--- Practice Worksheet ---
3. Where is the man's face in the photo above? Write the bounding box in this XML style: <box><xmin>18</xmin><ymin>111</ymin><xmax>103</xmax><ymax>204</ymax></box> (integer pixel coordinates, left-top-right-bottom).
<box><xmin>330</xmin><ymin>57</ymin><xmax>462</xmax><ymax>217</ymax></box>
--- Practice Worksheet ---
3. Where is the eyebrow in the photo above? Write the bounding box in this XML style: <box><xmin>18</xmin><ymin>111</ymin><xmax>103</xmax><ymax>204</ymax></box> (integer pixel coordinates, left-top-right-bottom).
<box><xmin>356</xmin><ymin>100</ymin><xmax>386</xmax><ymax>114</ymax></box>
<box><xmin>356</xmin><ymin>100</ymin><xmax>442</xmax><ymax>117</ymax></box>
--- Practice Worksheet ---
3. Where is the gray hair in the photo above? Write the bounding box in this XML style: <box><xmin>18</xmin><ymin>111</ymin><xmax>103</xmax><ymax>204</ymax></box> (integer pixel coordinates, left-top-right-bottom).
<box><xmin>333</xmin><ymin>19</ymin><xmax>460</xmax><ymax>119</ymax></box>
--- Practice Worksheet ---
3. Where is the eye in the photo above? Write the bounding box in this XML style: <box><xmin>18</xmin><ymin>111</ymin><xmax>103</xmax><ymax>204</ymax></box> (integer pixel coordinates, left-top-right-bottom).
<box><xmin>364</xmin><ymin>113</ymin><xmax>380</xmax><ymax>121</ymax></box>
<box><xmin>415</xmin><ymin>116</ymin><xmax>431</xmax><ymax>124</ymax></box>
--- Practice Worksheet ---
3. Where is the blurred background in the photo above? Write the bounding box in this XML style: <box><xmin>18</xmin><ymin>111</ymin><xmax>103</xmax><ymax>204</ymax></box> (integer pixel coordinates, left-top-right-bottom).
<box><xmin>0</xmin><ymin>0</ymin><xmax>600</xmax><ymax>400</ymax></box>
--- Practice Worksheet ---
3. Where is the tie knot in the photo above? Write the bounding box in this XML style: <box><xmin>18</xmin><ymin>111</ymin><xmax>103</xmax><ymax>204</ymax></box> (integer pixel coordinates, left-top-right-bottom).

To do: Return every record, word for word.

Problem solution:
--- Practice Worksheet ---
3. Where is the man's face in the photo above? Write the bounding box in this XML style: <box><xmin>18</xmin><ymin>111</ymin><xmax>103</xmax><ymax>204</ymax></box> (integer pixel coordinates, left-top-right-bottom).
<box><xmin>330</xmin><ymin>57</ymin><xmax>462</xmax><ymax>217</ymax></box>
--- Practice Worksheet ---
3. Where is the eyebrow in the photo above? Write the bounding box in this XML style: <box><xmin>18</xmin><ymin>111</ymin><xmax>103</xmax><ymax>204</ymax></box> (integer pixel coordinates, left-top-right-bottom).
<box><xmin>356</xmin><ymin>100</ymin><xmax>386</xmax><ymax>114</ymax></box>
<box><xmin>356</xmin><ymin>100</ymin><xmax>442</xmax><ymax>117</ymax></box>
--- Practice Worksheet ---
3. Where is the gray hair in the photo above? Write the bounding box in this XML style: <box><xmin>18</xmin><ymin>111</ymin><xmax>103</xmax><ymax>204</ymax></box> (integer pixel coordinates, left-top-right-bottom).
<box><xmin>333</xmin><ymin>19</ymin><xmax>460</xmax><ymax>119</ymax></box>
--- Practice Worksheet ---
3. Where is the eye in the photo above? Write the bounding box in this XML style: <box><xmin>18</xmin><ymin>111</ymin><xmax>103</xmax><ymax>204</ymax></box> (integer pixel coordinates, left-top-right-bottom).
<box><xmin>364</xmin><ymin>113</ymin><xmax>380</xmax><ymax>121</ymax></box>
<box><xmin>415</xmin><ymin>116</ymin><xmax>431</xmax><ymax>124</ymax></box>
--- Practice Worksheet ---
3. Where is the blurred background in the photo above? Write the bounding box in this XML style: <box><xmin>18</xmin><ymin>111</ymin><xmax>103</xmax><ymax>204</ymax></box> (integer pixel coordinates, left-top-right-bottom).
<box><xmin>0</xmin><ymin>0</ymin><xmax>600</xmax><ymax>400</ymax></box>
--- Practice Worksheet ---
3. Where is the tie knot in the photo above? Write the bounding box in this XML style: <box><xmin>18</xmin><ymin>111</ymin><xmax>103</xmax><ymax>204</ymax></box> (integer pixel coordinates, left-top-right-bottom).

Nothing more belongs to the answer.